Dataset excerpt
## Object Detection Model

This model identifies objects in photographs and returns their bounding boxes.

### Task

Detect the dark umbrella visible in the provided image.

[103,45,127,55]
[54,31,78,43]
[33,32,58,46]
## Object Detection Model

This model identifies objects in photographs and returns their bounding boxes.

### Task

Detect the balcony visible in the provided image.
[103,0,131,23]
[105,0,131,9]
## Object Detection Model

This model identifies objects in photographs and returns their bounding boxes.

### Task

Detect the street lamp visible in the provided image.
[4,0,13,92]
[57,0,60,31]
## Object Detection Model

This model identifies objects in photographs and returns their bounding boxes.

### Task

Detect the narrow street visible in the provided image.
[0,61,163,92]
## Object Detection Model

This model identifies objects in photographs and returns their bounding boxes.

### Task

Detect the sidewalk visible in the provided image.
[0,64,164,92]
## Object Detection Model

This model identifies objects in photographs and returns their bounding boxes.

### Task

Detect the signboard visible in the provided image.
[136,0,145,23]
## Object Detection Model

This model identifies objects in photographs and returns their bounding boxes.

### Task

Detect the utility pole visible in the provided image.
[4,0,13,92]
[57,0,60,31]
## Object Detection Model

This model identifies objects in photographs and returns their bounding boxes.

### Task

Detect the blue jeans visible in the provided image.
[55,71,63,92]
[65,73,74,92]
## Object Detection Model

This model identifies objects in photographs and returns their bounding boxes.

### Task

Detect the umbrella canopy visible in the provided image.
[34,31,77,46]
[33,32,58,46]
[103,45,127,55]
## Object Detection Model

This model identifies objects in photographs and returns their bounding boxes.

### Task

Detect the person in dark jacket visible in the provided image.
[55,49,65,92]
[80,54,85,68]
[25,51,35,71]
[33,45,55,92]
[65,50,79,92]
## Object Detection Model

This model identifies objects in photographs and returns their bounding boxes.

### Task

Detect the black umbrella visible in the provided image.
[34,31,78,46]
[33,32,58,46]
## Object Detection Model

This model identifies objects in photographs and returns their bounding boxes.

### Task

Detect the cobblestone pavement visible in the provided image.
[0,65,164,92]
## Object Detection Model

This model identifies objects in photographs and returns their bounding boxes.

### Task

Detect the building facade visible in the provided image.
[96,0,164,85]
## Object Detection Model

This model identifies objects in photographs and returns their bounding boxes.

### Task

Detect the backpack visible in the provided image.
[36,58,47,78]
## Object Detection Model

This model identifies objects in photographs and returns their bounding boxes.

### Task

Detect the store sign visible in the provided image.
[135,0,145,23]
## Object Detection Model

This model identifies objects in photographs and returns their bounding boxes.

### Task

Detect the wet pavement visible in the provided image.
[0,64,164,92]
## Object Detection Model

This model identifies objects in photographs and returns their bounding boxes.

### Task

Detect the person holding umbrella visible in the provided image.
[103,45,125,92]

Stated task: Pick out every line in the items above that contains the word "umbrella", and copy each one in full. Case counts, so treat only exact-case matches as hits.

Output:
Detect the dark umbrella visible in the provided image.
Detect the umbrella canopy visible in the provided image.
Detect the black umbrella visible in the provided image.
Detect the person holding umbrella visible in the provided image.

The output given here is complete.